> **TASK TO COMPLETE**
Filter the entries for the string "after". Copy each line that has it.

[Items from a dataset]
+===+

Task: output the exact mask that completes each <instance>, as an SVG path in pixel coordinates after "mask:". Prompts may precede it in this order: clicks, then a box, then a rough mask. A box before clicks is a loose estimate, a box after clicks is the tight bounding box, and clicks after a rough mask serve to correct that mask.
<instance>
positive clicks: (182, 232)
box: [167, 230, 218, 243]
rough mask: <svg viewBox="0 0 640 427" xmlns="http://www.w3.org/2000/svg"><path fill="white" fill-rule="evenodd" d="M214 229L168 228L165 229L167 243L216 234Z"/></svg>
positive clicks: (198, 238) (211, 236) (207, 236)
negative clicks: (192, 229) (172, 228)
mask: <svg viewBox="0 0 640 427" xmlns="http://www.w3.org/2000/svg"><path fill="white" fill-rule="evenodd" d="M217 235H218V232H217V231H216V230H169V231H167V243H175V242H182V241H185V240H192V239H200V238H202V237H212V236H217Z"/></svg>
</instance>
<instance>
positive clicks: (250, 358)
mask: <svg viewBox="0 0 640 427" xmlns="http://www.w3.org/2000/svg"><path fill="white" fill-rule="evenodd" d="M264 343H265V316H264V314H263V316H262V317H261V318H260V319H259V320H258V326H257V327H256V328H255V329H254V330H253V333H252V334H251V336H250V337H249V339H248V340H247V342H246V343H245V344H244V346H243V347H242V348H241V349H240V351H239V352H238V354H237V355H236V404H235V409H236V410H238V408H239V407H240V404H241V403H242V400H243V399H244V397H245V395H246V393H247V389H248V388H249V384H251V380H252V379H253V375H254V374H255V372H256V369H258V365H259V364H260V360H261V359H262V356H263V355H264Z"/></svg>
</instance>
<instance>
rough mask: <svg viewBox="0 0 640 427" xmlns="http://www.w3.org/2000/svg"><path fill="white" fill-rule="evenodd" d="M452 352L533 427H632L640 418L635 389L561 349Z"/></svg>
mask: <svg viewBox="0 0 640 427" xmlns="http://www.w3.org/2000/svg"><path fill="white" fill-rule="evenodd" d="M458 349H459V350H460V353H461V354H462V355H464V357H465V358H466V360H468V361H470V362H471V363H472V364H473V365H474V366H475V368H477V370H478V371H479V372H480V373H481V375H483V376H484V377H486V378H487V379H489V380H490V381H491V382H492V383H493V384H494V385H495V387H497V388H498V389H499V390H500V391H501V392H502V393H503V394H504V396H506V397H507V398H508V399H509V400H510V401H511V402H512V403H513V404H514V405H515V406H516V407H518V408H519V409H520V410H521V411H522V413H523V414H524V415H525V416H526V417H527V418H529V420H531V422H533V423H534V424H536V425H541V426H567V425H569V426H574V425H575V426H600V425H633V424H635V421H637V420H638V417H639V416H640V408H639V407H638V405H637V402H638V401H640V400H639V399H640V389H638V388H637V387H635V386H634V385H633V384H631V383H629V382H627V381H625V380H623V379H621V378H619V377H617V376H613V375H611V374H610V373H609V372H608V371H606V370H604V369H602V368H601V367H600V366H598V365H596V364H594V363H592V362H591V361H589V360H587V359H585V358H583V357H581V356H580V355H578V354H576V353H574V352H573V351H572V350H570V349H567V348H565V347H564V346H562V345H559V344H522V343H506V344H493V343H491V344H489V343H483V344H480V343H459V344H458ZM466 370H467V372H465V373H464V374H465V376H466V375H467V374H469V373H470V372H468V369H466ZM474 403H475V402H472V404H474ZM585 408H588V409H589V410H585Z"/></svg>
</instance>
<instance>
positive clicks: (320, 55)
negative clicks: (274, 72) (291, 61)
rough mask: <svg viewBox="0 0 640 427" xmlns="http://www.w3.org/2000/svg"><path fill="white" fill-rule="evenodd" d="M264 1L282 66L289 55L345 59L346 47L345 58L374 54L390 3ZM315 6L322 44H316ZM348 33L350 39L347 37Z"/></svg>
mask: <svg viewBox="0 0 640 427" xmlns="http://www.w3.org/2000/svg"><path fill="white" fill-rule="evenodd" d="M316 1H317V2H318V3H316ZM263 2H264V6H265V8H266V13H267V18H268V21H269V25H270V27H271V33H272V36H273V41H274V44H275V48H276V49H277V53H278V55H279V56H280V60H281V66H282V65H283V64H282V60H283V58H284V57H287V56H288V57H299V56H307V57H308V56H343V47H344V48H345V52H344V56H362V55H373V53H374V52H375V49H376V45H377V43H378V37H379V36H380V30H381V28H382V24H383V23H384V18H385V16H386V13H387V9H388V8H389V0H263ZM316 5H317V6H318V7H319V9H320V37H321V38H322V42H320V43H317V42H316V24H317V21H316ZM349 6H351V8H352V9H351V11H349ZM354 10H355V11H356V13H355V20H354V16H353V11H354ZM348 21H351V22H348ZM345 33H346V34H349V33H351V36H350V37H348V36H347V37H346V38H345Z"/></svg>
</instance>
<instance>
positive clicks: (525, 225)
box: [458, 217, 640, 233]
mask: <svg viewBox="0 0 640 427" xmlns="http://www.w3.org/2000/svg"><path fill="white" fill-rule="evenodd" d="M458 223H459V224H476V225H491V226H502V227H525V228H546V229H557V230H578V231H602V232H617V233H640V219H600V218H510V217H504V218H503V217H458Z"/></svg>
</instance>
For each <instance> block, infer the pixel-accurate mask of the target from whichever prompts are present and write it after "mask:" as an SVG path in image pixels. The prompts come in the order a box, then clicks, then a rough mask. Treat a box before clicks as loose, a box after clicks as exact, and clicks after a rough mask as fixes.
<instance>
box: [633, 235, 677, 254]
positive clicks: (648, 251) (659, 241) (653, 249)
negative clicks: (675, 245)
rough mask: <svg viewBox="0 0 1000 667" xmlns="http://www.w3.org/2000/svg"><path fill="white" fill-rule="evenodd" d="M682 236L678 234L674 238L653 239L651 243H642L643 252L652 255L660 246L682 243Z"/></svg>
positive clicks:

+===+

> **REPLY**
Task: output the exact mask that completes each <instance>, as an SVG path in pixel coordinates after "mask:". Prompts may precede it in this order: clicks, then a box, then a rough mask. A box before clicks is a loose estimate, a box after clicks is the tight bounding box, and clicks after a rough mask serve to correct that mask.
For each <instance> block, infer the pixel-accurate mask of the target from whichever prompts are present and write it after "mask:" as an SVG path in image pixels. The prompts come in the order a box, then clicks, then a rough mask. Treat a box before clicks as loose, a box after clicks as exact, and clicks after a rough mask as fixes.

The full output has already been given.